> **Set problem**:
Gather every line in the records below that contains the word "blue", and copy each one.

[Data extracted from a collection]
::::

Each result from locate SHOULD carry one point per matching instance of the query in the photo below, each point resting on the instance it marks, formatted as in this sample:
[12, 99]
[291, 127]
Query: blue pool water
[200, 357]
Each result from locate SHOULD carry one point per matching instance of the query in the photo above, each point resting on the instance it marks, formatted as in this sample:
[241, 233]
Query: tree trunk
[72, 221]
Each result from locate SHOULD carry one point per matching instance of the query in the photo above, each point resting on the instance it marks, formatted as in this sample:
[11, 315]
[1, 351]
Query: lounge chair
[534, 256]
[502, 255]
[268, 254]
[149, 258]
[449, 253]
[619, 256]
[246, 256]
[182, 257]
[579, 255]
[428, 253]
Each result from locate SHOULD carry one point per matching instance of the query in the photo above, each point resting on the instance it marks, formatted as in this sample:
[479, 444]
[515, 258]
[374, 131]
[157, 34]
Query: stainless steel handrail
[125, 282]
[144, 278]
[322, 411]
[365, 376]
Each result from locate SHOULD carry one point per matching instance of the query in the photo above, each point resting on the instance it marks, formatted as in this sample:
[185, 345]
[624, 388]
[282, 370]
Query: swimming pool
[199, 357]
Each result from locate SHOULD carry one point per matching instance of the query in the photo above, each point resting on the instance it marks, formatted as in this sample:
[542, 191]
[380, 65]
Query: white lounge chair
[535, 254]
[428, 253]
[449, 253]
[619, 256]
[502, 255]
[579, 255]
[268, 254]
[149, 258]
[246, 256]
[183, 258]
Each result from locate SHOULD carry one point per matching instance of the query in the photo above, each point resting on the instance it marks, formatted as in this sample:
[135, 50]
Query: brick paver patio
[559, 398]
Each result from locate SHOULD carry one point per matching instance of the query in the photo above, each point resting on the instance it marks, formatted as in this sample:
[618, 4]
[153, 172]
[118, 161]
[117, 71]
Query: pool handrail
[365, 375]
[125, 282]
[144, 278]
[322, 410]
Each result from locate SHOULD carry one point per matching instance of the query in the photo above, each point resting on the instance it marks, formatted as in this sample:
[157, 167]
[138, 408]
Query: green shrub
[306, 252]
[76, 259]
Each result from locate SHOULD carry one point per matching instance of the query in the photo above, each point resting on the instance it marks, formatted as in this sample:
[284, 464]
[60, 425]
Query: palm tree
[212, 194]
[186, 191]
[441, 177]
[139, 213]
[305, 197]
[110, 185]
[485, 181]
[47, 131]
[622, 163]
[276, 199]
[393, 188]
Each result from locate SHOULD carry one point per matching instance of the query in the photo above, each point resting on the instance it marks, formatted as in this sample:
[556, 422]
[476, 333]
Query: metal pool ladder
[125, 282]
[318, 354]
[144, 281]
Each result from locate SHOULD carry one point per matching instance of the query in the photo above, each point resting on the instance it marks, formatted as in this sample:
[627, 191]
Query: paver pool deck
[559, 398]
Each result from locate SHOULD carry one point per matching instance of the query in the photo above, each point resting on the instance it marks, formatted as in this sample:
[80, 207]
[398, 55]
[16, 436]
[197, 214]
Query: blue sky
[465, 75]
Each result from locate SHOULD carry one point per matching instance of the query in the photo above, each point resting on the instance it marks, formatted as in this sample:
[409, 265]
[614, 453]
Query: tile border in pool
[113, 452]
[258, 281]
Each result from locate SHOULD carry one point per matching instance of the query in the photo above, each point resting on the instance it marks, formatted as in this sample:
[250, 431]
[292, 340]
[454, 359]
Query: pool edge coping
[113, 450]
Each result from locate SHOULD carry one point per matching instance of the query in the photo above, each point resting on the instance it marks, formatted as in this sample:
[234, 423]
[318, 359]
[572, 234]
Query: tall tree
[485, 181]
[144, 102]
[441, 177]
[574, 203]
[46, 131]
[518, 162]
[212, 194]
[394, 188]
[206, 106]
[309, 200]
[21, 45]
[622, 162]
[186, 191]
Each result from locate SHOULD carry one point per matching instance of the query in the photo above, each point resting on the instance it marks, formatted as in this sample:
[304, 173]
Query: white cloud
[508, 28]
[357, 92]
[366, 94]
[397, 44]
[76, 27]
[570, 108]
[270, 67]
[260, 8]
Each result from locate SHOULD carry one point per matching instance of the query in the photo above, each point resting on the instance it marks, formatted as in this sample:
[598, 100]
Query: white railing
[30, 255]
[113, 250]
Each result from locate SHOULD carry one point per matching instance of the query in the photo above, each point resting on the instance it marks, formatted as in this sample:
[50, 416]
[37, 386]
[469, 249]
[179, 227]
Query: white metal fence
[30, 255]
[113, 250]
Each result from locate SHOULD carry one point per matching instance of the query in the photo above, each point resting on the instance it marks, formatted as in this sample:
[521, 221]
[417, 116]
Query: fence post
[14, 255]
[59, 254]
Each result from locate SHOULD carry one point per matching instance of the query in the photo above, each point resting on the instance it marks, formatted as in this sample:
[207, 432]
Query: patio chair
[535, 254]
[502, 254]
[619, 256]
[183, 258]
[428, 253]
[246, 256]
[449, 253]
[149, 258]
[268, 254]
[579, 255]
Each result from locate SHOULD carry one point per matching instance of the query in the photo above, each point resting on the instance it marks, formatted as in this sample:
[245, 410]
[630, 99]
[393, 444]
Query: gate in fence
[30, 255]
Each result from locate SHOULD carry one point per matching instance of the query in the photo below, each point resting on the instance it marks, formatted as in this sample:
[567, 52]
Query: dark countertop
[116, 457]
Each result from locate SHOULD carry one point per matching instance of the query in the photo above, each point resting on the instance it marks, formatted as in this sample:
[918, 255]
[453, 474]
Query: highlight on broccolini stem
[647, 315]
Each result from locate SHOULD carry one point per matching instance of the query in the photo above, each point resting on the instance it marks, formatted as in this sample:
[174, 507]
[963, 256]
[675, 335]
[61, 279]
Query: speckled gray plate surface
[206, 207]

::::

> **Response to this task**:
Query: blue pool water
Query: blue sky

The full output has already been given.